REQUIRED WORK:
**a.** Can you give the stretch of the report on Binay's businesses from "No registration papers" through "were torn down." again, replacing "Areflor Funeral Homes" with "Areflor Memorial Chapels"?
**b.** Can you extend the report on Binay's businesses past its last paragraph?

EXTRACT TO READ:
The Chowking branch on the first floor of Apex which opened in 1996 is registered under the name BIMECH Food Chains Corporation, which, reliable sources said, again stands for Binay, Irasga, Mercado, and , possibly, one Lilia Chavez, whom SEC papers showed is a resident of Barangay Guadalupe in Makati. Chavez owns the most number of shares in the corporation, which, in 1998, reported a total net income of only P181,644, which dropped to P59,390 in 1999.
However, as in the case of his alleged houses, documents on the ownership of these and other business establishments do not bear the name of Binay or any of his close political allies. In some cases, there are no papers of incorporation at the SEC at all. And as in the case of the houses, only employees and people privy to Binay’s business deals will attest to his ownership of the companies.
For instance, two McDonald’s outlets along J.P. Rizal—one at the corner of Reposo Street, very near the City Hall, and another at the corner of Pasong Tamo, near the Sta. Ana Race Track—are widely known in Makati as Binay’s. A check on the papers, however, revealed that the franchise of the said outlets remains with McGeorge Foods Corporation, the mother company of McDonalds in the Philippines.
A source knowledgeable about the deal said Binay earns from McDonald’s because he owns the lots on which the said outlets stand and also leases them to McGeorge. The Makati assessor’s office refused to reveal the identities of the owner of the said properties.
The Dreyers ice cream booth in Glorietta at the Ayala Center, the franchise for which is pegged at P1 million, is also widely known to be Binay’s The company’s name, BIMET Manufacturing Corporation, is quite similar to the JOBIM acronym of a mall that Binay reportedly co-owns with Mercado. The SEC, however, has no records on the company.
No registration papers could be dug up either at the SEC for two more widely known businesses of Binay: the two-story Areflor Funeral Homes on J.P. Rizal Extension, and the Christine’s water purifying plant in Barangay Pembo, to provide space and an access road for which a Montessori school and a number of shanties were torn down.
The Binay couple reported in their SALs from 1996 up to 1999 that they had investments in business which grew at an average of P2 million annually. No details on the nature of these investments were given.

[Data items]

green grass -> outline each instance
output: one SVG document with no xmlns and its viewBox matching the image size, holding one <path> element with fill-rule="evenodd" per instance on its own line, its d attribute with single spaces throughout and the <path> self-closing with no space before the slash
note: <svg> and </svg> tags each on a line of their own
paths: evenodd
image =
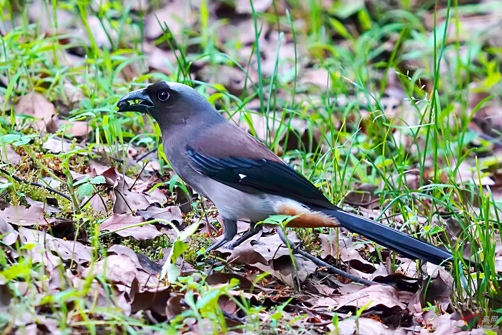
<svg viewBox="0 0 502 335">
<path fill-rule="evenodd" d="M 469 146 L 476 136 L 467 125 L 474 112 L 483 104 L 496 101 L 501 88 L 500 52 L 496 48 L 486 46 L 485 31 L 475 32 L 476 38 L 466 41 L 459 34 L 448 35 L 447 43 L 445 41 L 447 28 L 466 29 L 461 25 L 463 15 L 500 10 L 499 5 L 491 5 L 490 8 L 482 5 L 460 6 L 449 0 L 448 6 L 434 11 L 425 7 L 412 10 L 407 2 L 403 2 L 402 9 L 362 7 L 347 13 L 349 10 L 336 2 L 327 10 L 323 9 L 320 1 L 288 2 L 289 12 L 280 13 L 282 10 L 275 6 L 266 13 L 254 13 L 255 41 L 260 43 L 255 43 L 247 58 L 239 58 L 236 52 L 243 47 L 238 39 L 225 43 L 218 40 L 218 30 L 225 20 L 210 20 L 205 2 L 195 13 L 198 25 L 175 33 L 176 39 L 173 38 L 169 27 L 159 22 L 165 33 L 153 44 L 167 44 L 176 50 L 177 61 L 169 64 L 172 73 L 168 75 L 149 70 L 143 53 L 144 13 L 132 14 L 131 6 L 124 7 L 121 2 L 103 3 L 98 8 L 72 1 L 48 4 L 47 13 L 57 13 L 58 9 L 70 11 L 76 24 L 88 32 L 88 40 L 64 33 L 46 36 L 37 23 L 30 23 L 30 5 L 13 6 L 11 2 L 0 2 L 4 9 L 0 25 L 3 33 L 0 78 L 7 86 L 0 87 L 0 95 L 6 97 L 0 115 L 0 135 L 20 134 L 24 130 L 22 118 L 10 111 L 21 96 L 34 90 L 50 101 L 61 100 L 69 105 L 67 119 L 70 122 L 88 123 L 93 130 L 88 138 L 90 149 L 104 147 L 110 156 L 125 160 L 124 149 L 130 143 L 144 147 L 146 151 L 162 148 L 162 144 L 158 127 L 149 117 L 114 112 L 118 98 L 132 89 L 160 80 L 192 84 L 225 115 L 262 137 L 271 149 L 321 187 L 334 203 L 343 203 L 350 190 L 360 184 L 377 186 L 375 195 L 382 213 L 379 219 L 394 225 L 392 219 L 388 222 L 387 219 L 401 215 L 405 223 L 400 229 L 421 232 L 421 238 L 444 244 L 459 257 L 451 268 L 452 305 L 459 308 L 465 303 L 483 315 L 491 315 L 492 310 L 500 308 L 502 299 L 492 245 L 492 239 L 500 233 L 501 199 L 494 196 L 489 187 L 480 188 L 480 180 L 477 184 L 472 180 L 458 182 L 457 176 L 462 162 L 473 166 L 480 179 L 493 175 L 499 168 L 496 159 L 484 157 L 491 150 L 489 143 Z M 431 13 L 436 19 L 434 33 L 424 20 Z M 105 27 L 109 49 L 101 48 L 93 37 L 93 27 L 89 24 L 92 16 Z M 300 20 L 304 24 L 299 24 Z M 50 26 L 57 29 L 55 22 Z M 263 23 L 280 27 L 285 33 L 278 35 L 275 45 L 267 45 L 266 41 L 262 44 Z M 15 28 L 7 28 L 11 26 Z M 284 58 L 279 47 L 279 42 L 287 38 L 295 43 L 294 54 L 288 54 L 289 58 Z M 77 48 L 83 49 L 87 56 L 69 66 L 62 55 Z M 267 53 L 266 66 L 257 57 L 262 52 Z M 243 87 L 247 88 L 238 94 L 230 93 L 217 81 L 204 82 L 191 75 L 190 69 L 202 61 L 204 66 L 216 71 L 224 66 L 240 69 L 246 74 L 242 77 Z M 328 89 L 301 81 L 308 63 L 328 74 Z M 254 73 L 257 75 L 254 80 Z M 407 97 L 406 102 L 394 110 L 386 104 L 385 89 L 390 82 Z M 469 106 L 467 99 L 471 82 L 477 83 L 476 89 L 489 96 L 475 106 Z M 68 103 L 71 93 L 65 84 L 81 91 L 84 97 L 79 103 Z M 401 114 L 400 108 L 403 108 Z M 295 122 L 299 121 L 303 123 L 299 130 Z M 64 135 L 64 131 L 61 128 L 57 134 Z M 404 137 L 406 141 L 403 141 Z M 283 150 L 285 143 L 288 145 Z M 24 145 L 34 161 L 35 153 L 43 151 L 33 141 Z M 94 156 L 90 152 L 89 155 L 90 158 Z M 63 159 L 63 165 L 68 164 L 69 157 L 58 157 Z M 163 168 L 168 167 L 160 153 L 158 160 Z M 38 169 L 32 173 L 36 179 L 43 171 L 51 172 L 43 163 L 35 165 Z M 69 176 L 69 166 L 65 171 Z M 413 171 L 419 181 L 409 183 L 407 176 Z M 61 181 L 67 186 L 67 194 L 74 197 L 71 180 Z M 19 192 L 26 192 L 26 187 L 15 180 L 10 181 L 9 201 L 15 205 L 23 203 Z M 178 181 L 171 186 L 172 190 L 183 185 Z M 87 229 L 95 248 L 93 262 L 97 261 L 109 241 L 97 238 L 97 218 L 89 217 L 85 211 L 79 213 L 76 201 L 67 207 L 70 204 L 69 218 L 82 222 Z M 200 205 L 195 211 L 203 215 Z M 458 222 L 463 232 L 458 241 L 445 238 L 441 224 L 444 218 L 438 226 L 430 223 L 437 221 L 440 214 Z M 419 224 L 418 216 L 427 219 L 425 227 Z M 298 231 L 307 242 L 315 240 L 314 233 L 312 230 Z M 465 272 L 460 260 L 468 243 L 477 246 L 471 255 L 481 264 L 479 271 L 472 273 Z M 167 243 L 164 246 L 168 246 Z M 33 302 L 38 298 L 15 288 L 20 283 L 30 284 L 43 280 L 44 269 L 23 256 L 13 262 L 6 253 L 8 249 L 3 246 L 0 252 L 0 279 L 8 279 L 7 285 L 13 290 L 16 301 L 13 313 L 32 312 Z M 193 259 L 193 256 L 187 258 Z M 378 260 L 379 256 L 373 257 Z M 86 301 L 91 292 L 90 279 L 81 290 L 64 290 L 52 297 L 45 292 L 42 300 L 45 308 L 61 312 L 54 313 L 58 316 L 59 326 L 68 331 L 81 328 L 91 333 L 101 329 L 146 333 L 162 329 L 174 333 L 187 329 L 187 320 L 194 318 L 208 320 L 215 329 L 219 326 L 224 329 L 224 317 L 217 304 L 218 297 L 222 295 L 235 300 L 248 315 L 249 320 L 242 326 L 248 330 L 292 330 L 288 318 L 291 317 L 279 307 L 268 311 L 279 316 L 273 322 L 258 318 L 257 313 L 264 307 L 250 305 L 246 299 L 228 294 L 234 284 L 216 289 L 205 285 L 203 279 L 199 282 L 191 281 L 191 277 L 179 280 L 174 283 L 176 291 L 194 292 L 202 298 L 187 300 L 189 308 L 184 313 L 169 323 L 158 325 L 151 324 L 144 316 L 126 317 L 118 309 L 103 311 Z M 111 283 L 104 279 L 101 282 L 105 289 L 112 291 Z M 0 284 L 5 283 L 0 281 Z M 96 316 L 103 313 L 106 317 Z M 0 325 L 3 322 L 0 319 Z M 14 326 L 8 320 L 3 323 L 7 330 Z"/>
</svg>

ANSWERS BY ITEM NUMBER:
**a.**
No registration papers could be dug up either at the SEC for two more widely known businesses of Binay: the two-story Areflor Memorial Chapels on J.P. Rizal Extension, and the Christine’s water purifying plant in Barangay Pembo, to provide space and an access road for which a Montessori school and a number of shanties were torn down.

**b.**
Election issue
Corruption is an issue that has been raised against Binay in every election since 1988, including the one held three years ago, when he fielded his wife while he was waiting for his term to pass.
Each time the charges—bloated payrolls, overpriced equipment and supplies, grease money demanded from businessmen, and hefty commissions from projects and purchases—would prove immaterial to voters, as Binay would always win hands down.
To the poor, who compose almost half of Makati’s 505,203 population, Binay is the champion who has delivered to them the goods and services by pounding on the rich to pay their taxes.
The local opposition recognizes that it would be a “difficult climb” trying to downplay what Binay has given the poor, patronage politics being a concept that voters do not seem to regard as negative.
Free education in a university that would shame private institutions in terms of structures and equipment, access to free medical care in the expensive Makati Medical Center, burial assistance for families who have lost loved ones, basketball courts and paved roads—as long as they benefit from these, residents of depressed barangays are unlikely to question whether these are their rights and not acts of goodwill from Binay.
“We cannot deny the fact that Binay has been delivering to Makati’s poor more than what they ever had before,” said Councilor Mark Joseph, one of the only two oppositionists in the local legislative body. “What our constituents should be made aware of is what he is not delivering. Where people need medicine, they are given roads. Where people training for livelihood, they are given cement.”